**PAGE TEXT**.
UCLA eliminates North Carolina


Associated Press

OMAHA, NEB.

Pat Valaika’s two-run double gave UCLA some cushion, record-setting closer David Berg survived a rocky ninth inning and UCLA defeated top-seeded North Carolina 4-1 Friday night to move to the championship round of the College World Series.

The Bruins (47-17) will begin the best-of-three finals Monday against Mississippi State, which eliminated Oregon State with a 4-1 win in the afternoon.

The Tar Heels (59-12) twice loaded the bases in the ninth against Berg but came away with only one run, with the game ending on Landon Lassiter’s flyout to center.

Grant Watson (9-3) allowed four hits in six innings. Carolina’s Kent Emanuel (11-5) gave up five singles in six innings.

UCLA opened the CWS with 2-1 victories over LSU and North Carolina State. The Bruins, with eight total runs, matched 1976 Eastern Michigan for fewest by a team in the metal-bat era that won its first three CWS games.

EYES ARE RIGHT

Oregon State center fielder Max Gordon was back in the lineup Friday after missing Wednesday’s game because of a problem with a contact lens.

Gordon was taken off the lineup card about a half-hour before the game against Indiana because he couldn’t see out of his right eye. He tweeted that he had put his contacts in allergy eye drops on Tuesday night, and a concentration of the medicine on the right contact caused his eye to dialate when he put the contact in on Wednesday.

Coach Pat Casey said he never had a player miss a game because of excessive eye dialation.

“They always tell you, you’ll never see everything in this game,” Casey said. “When you say, ‘I’ve seen everything,’ you haven’t seen everything.”

BIGGER GOALS AHEAD

UCLA pitcher Grant Watson can sense a change in the attitude of the Bruins after losing two of three games at last year’s CWS.

“We’re a lot more hungry than last year,” he said. “Yeah, we wanted to win it all, but getting to Omaha was a great goal that we reached. We got complacent with that. This year, we know we made it to Omaha but we have some unfinished business to take care of.”

STRIKEOUT-FREE ZONE

Mississippi State batters did not strike out even once against Oregon State.

It was the first time at the CWS that a team hadn’t struck out since 2001, when Stanford did not strike out against Cal State Fullerton.

Mississippi State had not had a game with no strikeouts since at least 2006. Records weren’t available prior to that year.

**EXTRACTED MATERIAL**.
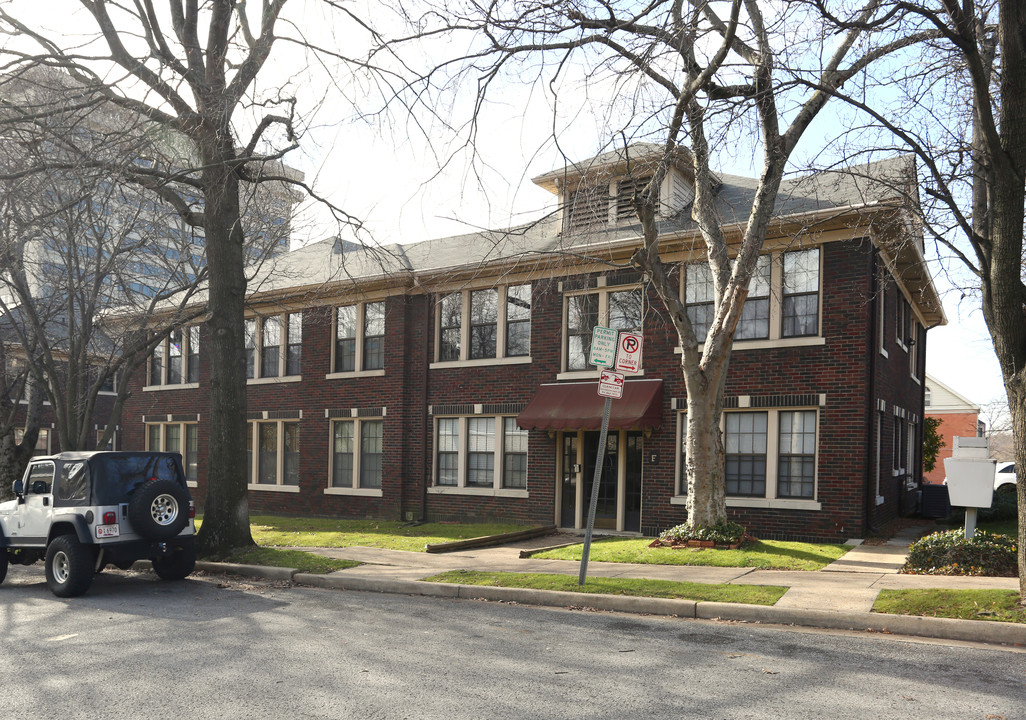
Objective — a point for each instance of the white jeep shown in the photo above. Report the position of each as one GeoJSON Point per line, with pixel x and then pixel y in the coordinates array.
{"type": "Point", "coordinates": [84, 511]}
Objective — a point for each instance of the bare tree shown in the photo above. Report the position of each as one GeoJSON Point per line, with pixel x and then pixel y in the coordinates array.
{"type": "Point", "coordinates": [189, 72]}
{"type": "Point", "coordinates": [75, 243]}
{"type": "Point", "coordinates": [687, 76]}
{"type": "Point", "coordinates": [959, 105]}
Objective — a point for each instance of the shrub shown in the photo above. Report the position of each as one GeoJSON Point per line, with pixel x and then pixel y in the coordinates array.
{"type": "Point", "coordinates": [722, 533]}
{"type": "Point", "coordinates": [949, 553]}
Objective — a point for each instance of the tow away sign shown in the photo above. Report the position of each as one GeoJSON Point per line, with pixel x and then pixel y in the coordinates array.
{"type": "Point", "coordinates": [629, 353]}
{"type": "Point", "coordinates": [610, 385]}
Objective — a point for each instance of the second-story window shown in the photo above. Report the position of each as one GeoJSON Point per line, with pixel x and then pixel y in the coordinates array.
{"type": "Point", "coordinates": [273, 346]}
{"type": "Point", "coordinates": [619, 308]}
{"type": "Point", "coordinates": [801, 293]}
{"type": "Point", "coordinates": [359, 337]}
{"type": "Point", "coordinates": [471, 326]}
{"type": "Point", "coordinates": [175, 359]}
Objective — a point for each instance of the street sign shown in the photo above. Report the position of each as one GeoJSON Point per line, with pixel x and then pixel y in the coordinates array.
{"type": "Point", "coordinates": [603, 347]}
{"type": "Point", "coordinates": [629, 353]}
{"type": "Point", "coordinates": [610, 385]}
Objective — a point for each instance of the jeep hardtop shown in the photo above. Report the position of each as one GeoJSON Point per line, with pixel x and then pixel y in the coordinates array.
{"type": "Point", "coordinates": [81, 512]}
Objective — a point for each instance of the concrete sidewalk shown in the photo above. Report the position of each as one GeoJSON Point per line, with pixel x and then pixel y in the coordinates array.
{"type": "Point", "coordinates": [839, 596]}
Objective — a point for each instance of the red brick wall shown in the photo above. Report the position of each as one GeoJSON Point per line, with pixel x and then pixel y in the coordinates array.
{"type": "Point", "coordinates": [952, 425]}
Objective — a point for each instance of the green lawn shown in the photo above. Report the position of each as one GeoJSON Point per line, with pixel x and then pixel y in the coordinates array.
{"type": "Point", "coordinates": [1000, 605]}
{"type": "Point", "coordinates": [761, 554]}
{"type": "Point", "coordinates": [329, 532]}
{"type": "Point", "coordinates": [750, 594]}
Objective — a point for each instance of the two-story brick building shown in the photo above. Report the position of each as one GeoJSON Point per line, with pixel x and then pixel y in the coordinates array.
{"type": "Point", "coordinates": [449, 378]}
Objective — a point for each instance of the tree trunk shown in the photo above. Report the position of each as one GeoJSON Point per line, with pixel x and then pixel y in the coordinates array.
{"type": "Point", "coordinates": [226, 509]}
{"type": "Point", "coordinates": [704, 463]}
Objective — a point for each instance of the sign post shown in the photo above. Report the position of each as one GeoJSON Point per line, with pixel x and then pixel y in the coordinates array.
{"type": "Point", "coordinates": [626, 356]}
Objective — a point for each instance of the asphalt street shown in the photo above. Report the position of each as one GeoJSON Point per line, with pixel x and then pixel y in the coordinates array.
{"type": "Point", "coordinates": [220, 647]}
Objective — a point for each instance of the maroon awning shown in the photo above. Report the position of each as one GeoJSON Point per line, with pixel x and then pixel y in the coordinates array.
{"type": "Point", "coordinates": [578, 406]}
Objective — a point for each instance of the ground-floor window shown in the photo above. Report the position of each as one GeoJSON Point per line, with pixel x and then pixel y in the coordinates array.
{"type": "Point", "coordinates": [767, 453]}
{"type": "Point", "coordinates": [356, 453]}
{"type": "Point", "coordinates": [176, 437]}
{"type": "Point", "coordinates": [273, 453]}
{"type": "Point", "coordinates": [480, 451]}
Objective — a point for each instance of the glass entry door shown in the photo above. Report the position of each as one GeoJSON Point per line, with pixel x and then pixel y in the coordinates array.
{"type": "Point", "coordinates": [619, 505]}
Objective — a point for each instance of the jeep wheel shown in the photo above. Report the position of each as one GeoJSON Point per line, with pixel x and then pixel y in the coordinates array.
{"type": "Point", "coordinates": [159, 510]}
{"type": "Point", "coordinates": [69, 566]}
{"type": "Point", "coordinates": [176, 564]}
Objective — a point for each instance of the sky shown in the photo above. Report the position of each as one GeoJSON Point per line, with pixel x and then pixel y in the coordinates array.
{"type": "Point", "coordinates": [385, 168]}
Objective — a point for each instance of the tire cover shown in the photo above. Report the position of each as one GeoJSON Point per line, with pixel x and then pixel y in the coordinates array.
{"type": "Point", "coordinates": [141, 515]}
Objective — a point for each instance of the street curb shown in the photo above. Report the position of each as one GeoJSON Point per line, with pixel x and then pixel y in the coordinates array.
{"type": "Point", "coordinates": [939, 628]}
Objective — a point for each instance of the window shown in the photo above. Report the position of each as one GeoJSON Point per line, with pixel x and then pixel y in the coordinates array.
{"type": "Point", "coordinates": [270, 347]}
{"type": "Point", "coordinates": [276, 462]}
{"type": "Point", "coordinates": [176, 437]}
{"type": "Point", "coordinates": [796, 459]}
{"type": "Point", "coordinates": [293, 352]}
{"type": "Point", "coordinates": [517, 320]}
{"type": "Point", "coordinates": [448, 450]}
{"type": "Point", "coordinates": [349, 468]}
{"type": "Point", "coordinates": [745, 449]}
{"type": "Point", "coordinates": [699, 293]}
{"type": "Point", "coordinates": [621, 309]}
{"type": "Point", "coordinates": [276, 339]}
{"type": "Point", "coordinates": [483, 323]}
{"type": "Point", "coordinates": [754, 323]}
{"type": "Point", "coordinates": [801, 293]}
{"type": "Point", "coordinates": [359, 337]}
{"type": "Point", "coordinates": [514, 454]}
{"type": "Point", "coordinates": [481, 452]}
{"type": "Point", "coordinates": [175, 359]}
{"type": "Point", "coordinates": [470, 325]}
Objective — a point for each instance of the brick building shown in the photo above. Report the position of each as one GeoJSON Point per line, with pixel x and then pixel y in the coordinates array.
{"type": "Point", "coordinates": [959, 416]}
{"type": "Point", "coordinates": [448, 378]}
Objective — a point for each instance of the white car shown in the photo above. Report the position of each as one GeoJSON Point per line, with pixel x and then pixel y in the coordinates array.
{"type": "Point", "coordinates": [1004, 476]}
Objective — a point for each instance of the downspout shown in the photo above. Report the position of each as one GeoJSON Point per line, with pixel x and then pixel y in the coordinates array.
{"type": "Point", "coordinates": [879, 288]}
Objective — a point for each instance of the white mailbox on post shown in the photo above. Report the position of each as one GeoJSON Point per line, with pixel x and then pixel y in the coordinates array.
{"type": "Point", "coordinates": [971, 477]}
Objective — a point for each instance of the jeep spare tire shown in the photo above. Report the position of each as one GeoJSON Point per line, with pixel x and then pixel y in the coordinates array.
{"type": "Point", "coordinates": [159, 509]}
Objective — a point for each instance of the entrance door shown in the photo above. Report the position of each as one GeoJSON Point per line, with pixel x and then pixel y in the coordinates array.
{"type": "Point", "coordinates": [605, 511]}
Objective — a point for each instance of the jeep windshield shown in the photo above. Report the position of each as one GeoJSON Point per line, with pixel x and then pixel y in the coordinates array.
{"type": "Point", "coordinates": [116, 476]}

--

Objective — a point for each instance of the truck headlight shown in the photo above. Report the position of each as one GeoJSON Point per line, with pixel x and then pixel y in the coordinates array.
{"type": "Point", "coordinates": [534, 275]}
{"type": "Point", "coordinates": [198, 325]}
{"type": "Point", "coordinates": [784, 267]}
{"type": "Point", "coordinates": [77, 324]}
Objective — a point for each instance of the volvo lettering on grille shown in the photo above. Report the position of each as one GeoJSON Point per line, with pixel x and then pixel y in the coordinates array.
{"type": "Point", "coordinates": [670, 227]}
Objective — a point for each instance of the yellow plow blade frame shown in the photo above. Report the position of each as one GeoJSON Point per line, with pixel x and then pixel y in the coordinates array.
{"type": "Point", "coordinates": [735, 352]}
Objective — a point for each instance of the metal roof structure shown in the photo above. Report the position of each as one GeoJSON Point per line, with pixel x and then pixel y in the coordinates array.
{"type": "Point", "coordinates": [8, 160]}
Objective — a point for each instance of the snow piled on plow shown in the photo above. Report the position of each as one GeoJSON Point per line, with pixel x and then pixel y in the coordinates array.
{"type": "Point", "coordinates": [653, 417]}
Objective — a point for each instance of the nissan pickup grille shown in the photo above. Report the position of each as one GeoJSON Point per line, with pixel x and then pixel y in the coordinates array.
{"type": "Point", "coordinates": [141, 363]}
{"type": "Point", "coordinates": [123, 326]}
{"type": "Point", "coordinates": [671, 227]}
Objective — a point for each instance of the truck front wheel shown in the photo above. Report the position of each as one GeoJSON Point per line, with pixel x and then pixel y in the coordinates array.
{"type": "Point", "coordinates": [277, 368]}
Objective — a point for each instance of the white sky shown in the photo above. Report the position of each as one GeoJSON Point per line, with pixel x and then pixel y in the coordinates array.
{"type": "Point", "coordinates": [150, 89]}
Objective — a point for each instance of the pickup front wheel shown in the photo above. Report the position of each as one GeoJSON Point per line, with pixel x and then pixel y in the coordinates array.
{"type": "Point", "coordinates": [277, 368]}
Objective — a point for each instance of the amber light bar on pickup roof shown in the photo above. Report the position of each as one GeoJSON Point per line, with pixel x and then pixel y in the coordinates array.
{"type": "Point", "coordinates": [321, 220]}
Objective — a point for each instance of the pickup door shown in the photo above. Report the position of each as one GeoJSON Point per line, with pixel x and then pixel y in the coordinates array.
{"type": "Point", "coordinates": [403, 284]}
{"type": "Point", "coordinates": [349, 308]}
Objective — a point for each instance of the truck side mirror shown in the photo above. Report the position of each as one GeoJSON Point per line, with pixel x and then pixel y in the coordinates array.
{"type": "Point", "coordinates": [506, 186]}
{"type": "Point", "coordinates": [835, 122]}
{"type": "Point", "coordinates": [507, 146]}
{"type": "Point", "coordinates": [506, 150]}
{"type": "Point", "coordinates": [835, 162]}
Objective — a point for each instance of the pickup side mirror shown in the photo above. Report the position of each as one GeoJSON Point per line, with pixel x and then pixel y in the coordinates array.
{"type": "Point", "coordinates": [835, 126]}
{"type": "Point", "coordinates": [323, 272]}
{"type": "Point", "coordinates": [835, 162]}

--

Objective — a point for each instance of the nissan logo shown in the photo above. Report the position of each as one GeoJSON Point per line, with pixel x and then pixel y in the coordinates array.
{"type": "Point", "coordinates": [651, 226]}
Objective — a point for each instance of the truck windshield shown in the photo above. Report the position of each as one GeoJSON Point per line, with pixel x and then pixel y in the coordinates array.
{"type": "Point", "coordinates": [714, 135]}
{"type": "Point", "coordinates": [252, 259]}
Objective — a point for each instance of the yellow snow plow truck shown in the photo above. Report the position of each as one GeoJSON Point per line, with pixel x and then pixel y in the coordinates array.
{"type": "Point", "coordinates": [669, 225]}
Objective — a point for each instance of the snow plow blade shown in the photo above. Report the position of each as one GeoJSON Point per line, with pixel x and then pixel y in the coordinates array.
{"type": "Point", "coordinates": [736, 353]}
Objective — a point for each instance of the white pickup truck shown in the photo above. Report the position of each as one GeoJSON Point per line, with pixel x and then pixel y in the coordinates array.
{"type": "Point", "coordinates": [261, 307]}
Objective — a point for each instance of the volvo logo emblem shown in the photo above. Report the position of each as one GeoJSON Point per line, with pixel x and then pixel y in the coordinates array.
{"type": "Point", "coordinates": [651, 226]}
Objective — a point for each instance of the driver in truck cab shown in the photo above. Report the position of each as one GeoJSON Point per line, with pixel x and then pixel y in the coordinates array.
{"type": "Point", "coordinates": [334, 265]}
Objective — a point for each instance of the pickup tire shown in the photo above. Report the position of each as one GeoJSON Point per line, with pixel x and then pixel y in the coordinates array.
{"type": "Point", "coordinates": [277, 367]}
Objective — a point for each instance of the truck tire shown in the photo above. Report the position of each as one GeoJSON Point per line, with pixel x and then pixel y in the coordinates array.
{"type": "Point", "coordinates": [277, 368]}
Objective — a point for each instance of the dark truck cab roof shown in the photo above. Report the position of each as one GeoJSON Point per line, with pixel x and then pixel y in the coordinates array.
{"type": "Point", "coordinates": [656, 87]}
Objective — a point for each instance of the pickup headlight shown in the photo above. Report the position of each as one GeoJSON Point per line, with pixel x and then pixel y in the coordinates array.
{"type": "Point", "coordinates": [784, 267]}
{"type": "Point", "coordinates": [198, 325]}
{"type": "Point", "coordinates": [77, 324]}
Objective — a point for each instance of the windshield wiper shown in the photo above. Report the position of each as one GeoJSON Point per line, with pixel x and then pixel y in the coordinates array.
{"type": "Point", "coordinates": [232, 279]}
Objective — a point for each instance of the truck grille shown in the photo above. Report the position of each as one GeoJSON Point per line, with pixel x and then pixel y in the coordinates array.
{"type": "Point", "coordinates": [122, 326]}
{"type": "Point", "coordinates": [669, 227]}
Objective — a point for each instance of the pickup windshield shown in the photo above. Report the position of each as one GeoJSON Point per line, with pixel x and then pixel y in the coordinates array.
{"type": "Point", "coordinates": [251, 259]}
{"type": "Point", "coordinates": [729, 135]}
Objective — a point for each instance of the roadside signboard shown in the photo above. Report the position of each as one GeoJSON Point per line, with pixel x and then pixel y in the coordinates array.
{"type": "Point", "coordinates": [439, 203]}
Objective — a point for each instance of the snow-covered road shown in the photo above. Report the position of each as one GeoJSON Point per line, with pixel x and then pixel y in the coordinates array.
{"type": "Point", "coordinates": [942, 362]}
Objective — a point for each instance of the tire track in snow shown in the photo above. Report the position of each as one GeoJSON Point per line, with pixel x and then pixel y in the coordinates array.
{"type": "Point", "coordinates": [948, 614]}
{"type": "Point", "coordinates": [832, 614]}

**TASK PROMPT**.
What are the section headings in the College World Series report, excluding its title? Answer from the report's text alone.

**SOLUTION TO THIS PROBLEM**.
EYES ARE RIGHT
BIGGER GOALS AHEAD
STRIKEOUT-FREE ZONE